%%

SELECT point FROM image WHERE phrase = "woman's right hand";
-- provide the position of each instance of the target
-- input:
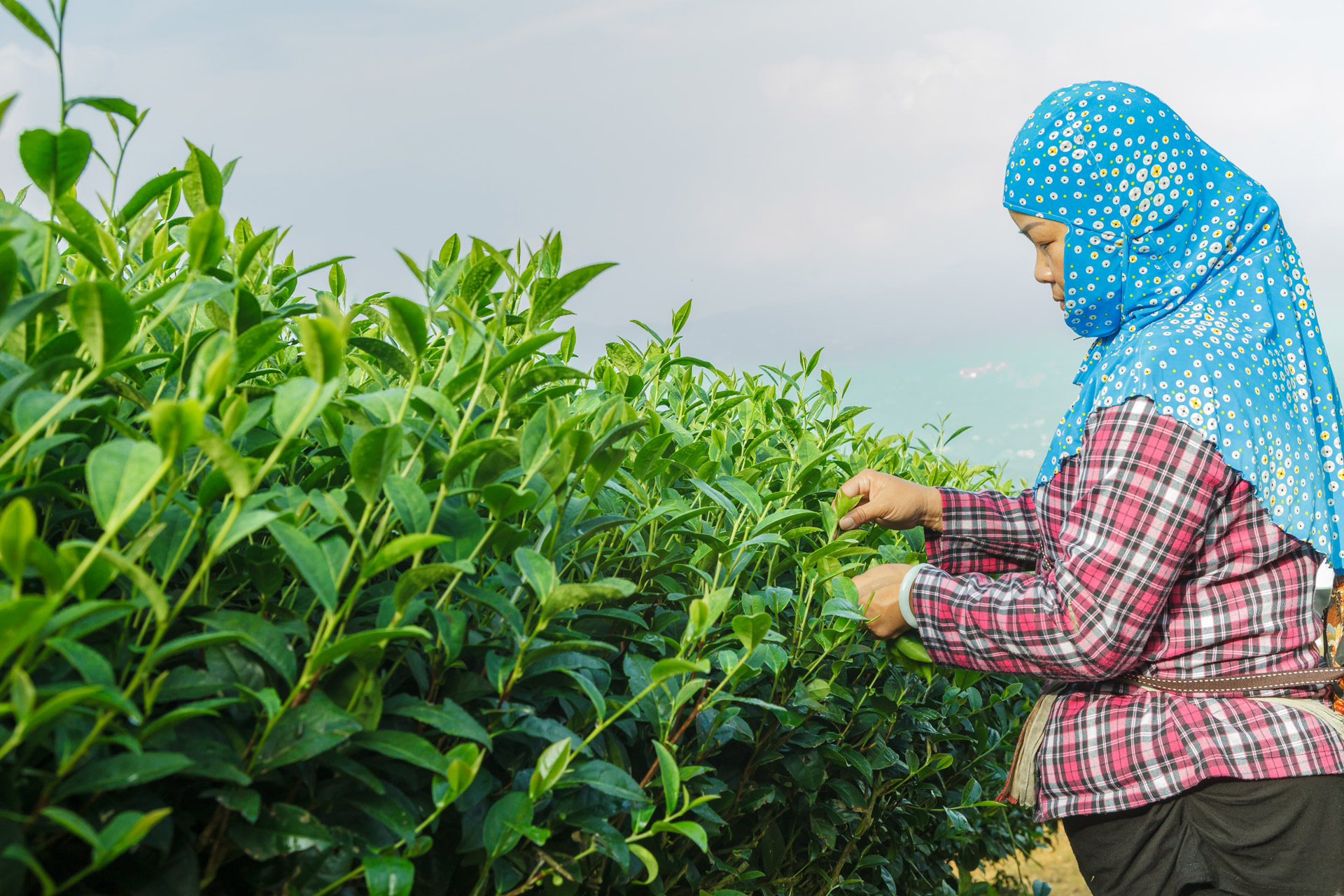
(891, 503)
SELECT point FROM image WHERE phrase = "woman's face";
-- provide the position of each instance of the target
(1049, 239)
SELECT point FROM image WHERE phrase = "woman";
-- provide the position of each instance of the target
(1174, 532)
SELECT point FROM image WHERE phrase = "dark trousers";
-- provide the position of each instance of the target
(1280, 837)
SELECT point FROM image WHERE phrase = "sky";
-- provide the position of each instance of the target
(811, 174)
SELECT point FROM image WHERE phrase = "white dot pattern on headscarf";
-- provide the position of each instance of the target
(1179, 264)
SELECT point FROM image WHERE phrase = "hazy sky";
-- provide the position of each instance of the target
(812, 174)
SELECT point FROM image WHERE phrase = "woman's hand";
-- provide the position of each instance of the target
(879, 593)
(892, 503)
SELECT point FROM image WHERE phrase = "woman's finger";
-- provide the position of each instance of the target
(860, 482)
(864, 512)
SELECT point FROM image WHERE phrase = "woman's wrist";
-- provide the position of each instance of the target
(933, 510)
(907, 582)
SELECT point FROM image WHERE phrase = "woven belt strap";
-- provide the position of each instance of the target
(1252, 681)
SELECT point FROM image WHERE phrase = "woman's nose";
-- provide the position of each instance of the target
(1043, 273)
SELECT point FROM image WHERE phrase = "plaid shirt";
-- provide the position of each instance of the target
(1145, 552)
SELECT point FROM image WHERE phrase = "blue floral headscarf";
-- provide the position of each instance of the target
(1177, 262)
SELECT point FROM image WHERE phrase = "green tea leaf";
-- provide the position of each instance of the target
(206, 238)
(409, 324)
(651, 864)
(118, 472)
(670, 774)
(111, 105)
(308, 559)
(203, 186)
(689, 830)
(664, 669)
(913, 648)
(752, 629)
(500, 832)
(553, 300)
(29, 22)
(307, 731)
(280, 830)
(324, 348)
(52, 162)
(374, 458)
(356, 643)
(449, 718)
(18, 527)
(405, 746)
(398, 550)
(19, 621)
(125, 770)
(104, 318)
(147, 194)
(388, 876)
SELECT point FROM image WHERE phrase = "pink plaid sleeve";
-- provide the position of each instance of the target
(1147, 489)
(986, 532)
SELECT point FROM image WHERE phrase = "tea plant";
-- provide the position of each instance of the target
(320, 594)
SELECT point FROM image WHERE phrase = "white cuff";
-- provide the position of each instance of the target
(904, 598)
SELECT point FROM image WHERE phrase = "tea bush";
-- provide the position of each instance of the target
(314, 596)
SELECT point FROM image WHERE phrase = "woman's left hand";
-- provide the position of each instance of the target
(879, 593)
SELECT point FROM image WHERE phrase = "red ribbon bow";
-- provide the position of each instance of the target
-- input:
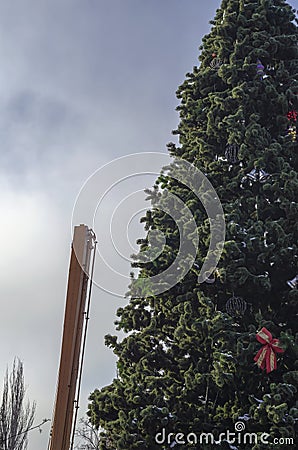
(266, 356)
(292, 115)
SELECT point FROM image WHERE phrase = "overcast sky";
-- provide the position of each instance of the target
(81, 82)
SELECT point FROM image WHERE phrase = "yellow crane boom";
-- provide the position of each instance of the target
(71, 349)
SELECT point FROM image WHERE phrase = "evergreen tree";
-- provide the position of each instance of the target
(187, 362)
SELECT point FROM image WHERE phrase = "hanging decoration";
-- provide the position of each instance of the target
(293, 283)
(236, 306)
(292, 131)
(266, 358)
(255, 176)
(260, 69)
(292, 115)
(216, 62)
(231, 153)
(210, 279)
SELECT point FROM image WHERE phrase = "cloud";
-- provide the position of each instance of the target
(81, 83)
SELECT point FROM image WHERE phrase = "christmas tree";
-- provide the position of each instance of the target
(209, 357)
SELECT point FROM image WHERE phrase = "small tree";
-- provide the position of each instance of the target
(16, 417)
(87, 435)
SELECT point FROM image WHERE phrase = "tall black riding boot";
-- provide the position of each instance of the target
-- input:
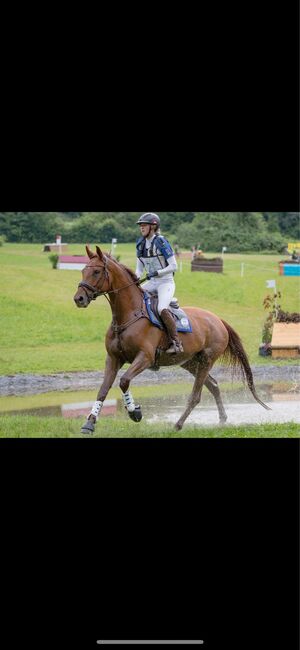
(169, 323)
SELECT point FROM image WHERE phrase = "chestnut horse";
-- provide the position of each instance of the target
(131, 338)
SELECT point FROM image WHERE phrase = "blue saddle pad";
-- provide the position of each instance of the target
(182, 322)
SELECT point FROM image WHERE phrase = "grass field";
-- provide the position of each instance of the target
(43, 332)
(55, 427)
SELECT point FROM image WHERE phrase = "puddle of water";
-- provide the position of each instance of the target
(283, 397)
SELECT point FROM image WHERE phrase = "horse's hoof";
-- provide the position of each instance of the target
(136, 415)
(88, 427)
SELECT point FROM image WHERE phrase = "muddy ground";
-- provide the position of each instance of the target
(33, 384)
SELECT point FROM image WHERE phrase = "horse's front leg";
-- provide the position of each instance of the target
(112, 366)
(140, 363)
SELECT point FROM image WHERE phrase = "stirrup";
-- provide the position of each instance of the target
(175, 348)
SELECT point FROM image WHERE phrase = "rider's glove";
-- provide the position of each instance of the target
(152, 274)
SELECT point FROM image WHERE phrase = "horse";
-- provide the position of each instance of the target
(132, 338)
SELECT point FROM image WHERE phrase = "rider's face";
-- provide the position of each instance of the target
(145, 229)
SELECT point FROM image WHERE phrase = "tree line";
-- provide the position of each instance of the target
(238, 231)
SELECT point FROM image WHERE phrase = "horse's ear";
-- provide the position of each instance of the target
(99, 253)
(89, 252)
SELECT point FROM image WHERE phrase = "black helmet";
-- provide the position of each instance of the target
(149, 217)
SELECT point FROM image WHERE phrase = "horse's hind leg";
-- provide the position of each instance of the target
(213, 388)
(212, 385)
(201, 372)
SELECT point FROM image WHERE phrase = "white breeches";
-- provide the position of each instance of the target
(165, 291)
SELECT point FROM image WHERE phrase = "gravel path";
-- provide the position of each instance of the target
(33, 384)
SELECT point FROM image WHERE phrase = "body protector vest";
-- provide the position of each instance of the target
(155, 257)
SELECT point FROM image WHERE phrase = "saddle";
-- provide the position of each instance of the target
(182, 321)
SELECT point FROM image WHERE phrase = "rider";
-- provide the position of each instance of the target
(156, 256)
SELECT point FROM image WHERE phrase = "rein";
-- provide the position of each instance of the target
(97, 292)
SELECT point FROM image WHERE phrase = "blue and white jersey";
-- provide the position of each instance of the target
(155, 254)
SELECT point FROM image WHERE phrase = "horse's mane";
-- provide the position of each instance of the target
(132, 275)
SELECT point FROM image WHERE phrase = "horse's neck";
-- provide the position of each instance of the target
(125, 302)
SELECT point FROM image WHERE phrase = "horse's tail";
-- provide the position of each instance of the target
(238, 360)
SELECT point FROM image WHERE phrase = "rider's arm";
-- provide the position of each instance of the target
(172, 266)
(139, 268)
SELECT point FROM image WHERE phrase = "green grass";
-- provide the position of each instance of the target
(43, 332)
(34, 427)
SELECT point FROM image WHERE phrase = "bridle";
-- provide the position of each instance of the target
(99, 292)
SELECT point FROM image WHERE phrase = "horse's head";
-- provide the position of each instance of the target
(95, 278)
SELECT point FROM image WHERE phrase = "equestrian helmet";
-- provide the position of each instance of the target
(150, 218)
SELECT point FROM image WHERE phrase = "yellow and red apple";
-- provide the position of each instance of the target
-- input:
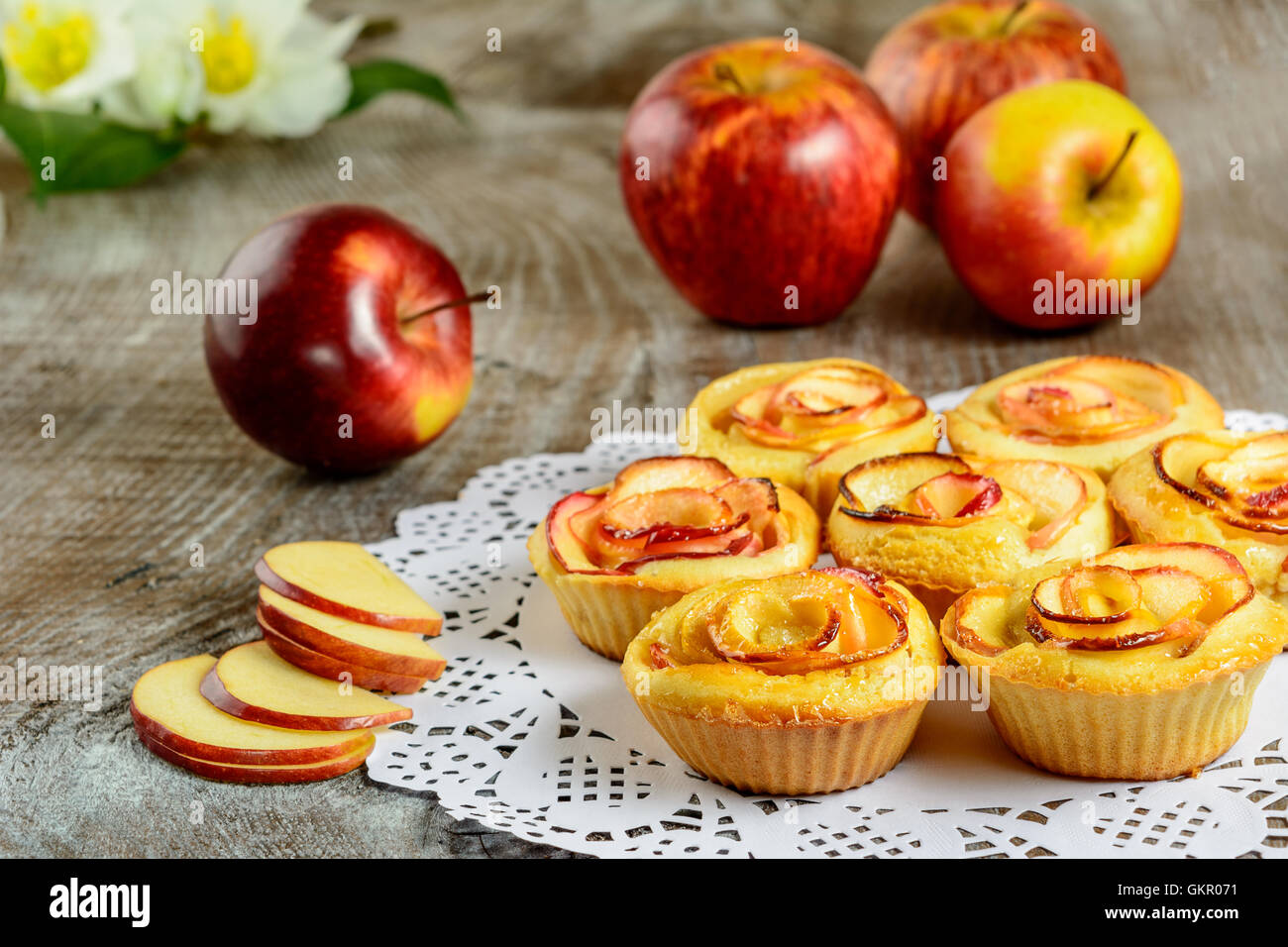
(763, 179)
(943, 63)
(356, 355)
(1059, 184)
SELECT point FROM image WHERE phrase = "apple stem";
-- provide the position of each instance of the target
(1013, 14)
(725, 73)
(451, 304)
(1099, 185)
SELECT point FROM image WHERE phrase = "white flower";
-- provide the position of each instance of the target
(273, 68)
(168, 82)
(63, 53)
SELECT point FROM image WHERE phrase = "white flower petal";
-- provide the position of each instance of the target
(301, 98)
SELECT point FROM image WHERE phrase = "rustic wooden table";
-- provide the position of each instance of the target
(97, 522)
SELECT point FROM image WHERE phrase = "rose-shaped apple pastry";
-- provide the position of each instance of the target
(1219, 487)
(804, 424)
(666, 526)
(943, 525)
(1136, 665)
(1094, 411)
(809, 682)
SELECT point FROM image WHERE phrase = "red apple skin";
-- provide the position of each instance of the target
(340, 650)
(158, 732)
(395, 622)
(939, 65)
(331, 668)
(333, 283)
(1018, 205)
(214, 690)
(226, 772)
(793, 182)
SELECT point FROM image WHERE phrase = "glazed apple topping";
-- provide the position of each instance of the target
(1089, 399)
(1133, 596)
(806, 621)
(943, 489)
(1244, 483)
(824, 406)
(662, 508)
(956, 495)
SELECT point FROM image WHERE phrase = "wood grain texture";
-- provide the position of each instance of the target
(97, 522)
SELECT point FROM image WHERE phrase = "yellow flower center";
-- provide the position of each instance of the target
(48, 52)
(228, 56)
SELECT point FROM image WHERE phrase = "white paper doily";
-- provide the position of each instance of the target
(531, 733)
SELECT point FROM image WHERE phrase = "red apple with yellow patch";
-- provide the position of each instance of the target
(1061, 206)
(763, 176)
(943, 63)
(360, 350)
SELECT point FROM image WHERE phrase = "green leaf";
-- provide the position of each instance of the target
(86, 151)
(376, 77)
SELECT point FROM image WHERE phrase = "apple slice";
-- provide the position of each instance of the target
(366, 646)
(666, 514)
(872, 488)
(239, 772)
(347, 579)
(331, 669)
(653, 474)
(952, 495)
(254, 684)
(167, 709)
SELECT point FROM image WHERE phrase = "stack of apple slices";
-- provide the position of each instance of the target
(292, 707)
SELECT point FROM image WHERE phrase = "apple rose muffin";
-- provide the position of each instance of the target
(1219, 487)
(1140, 665)
(810, 682)
(1093, 410)
(944, 525)
(804, 424)
(664, 527)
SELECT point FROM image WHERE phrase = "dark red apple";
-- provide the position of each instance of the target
(939, 65)
(336, 368)
(763, 180)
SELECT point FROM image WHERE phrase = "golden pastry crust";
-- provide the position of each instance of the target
(606, 594)
(898, 515)
(1138, 665)
(810, 682)
(1094, 411)
(739, 419)
(1219, 487)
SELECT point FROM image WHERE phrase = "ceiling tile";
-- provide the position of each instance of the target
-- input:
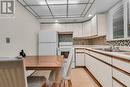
(59, 9)
(76, 9)
(35, 2)
(41, 10)
(57, 1)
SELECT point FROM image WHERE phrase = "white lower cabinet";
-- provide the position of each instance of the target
(79, 59)
(123, 78)
(101, 71)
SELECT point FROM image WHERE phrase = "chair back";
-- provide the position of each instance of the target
(12, 73)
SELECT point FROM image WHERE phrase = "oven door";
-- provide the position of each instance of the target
(65, 54)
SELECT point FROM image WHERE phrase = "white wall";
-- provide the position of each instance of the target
(23, 33)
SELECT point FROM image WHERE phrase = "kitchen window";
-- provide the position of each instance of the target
(118, 23)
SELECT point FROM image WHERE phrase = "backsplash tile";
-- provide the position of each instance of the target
(93, 41)
(65, 37)
(119, 42)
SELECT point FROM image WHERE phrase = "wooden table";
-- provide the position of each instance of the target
(45, 63)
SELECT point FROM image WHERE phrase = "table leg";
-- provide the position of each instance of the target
(57, 77)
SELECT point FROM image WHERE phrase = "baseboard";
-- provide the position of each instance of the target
(79, 66)
(92, 76)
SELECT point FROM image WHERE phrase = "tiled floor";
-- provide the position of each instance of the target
(82, 79)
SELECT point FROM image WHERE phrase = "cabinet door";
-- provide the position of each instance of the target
(79, 59)
(77, 30)
(101, 24)
(87, 29)
(94, 26)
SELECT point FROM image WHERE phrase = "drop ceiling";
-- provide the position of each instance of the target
(49, 11)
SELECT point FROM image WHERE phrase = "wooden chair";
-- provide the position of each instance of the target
(66, 71)
(65, 74)
(12, 73)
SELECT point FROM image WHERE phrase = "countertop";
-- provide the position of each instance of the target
(124, 55)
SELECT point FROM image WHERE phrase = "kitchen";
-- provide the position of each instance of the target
(94, 33)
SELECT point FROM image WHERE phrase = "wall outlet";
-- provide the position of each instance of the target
(7, 40)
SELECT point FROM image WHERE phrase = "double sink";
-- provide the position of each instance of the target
(126, 52)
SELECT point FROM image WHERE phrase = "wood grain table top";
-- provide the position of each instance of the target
(43, 62)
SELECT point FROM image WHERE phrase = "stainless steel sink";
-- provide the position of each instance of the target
(111, 50)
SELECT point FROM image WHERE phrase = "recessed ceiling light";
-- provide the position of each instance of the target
(56, 21)
(42, 3)
(90, 15)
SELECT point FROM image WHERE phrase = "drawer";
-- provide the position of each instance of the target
(105, 58)
(86, 51)
(123, 78)
(116, 84)
(79, 50)
(122, 65)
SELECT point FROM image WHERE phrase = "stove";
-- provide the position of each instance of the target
(64, 49)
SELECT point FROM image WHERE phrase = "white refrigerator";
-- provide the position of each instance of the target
(48, 42)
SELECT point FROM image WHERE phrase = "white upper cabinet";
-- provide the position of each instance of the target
(96, 26)
(77, 30)
(118, 20)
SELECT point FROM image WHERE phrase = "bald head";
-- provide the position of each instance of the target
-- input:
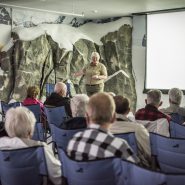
(101, 108)
(60, 88)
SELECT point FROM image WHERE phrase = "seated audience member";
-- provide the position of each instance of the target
(124, 125)
(58, 98)
(97, 142)
(32, 93)
(2, 129)
(151, 112)
(19, 126)
(175, 98)
(78, 106)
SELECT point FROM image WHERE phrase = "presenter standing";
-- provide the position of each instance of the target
(95, 73)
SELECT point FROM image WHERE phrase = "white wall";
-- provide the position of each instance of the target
(138, 61)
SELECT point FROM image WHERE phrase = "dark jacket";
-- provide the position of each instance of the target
(56, 100)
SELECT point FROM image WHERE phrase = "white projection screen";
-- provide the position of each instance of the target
(165, 55)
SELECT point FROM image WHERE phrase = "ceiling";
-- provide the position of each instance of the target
(95, 9)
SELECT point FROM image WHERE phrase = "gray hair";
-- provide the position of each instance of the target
(154, 97)
(19, 122)
(101, 108)
(95, 54)
(175, 95)
(78, 105)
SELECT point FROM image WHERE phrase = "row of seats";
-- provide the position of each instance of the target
(28, 166)
(113, 171)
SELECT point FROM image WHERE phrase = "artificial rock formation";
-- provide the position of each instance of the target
(41, 60)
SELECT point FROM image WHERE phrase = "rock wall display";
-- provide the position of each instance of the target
(43, 60)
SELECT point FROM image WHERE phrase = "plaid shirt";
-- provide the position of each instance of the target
(150, 113)
(95, 143)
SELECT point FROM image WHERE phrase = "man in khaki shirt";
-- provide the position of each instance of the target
(95, 73)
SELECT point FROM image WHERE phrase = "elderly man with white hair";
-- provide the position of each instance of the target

%%

__WHAT TO WORK ON__: Identify the lines in the entries above that contain "face", then copy them out.

__TASK SOLUTION__:
SELECT point FROM image WHERE phrase = "woman's face";
SELECT point FROM image WHERE phrase = "rider's face";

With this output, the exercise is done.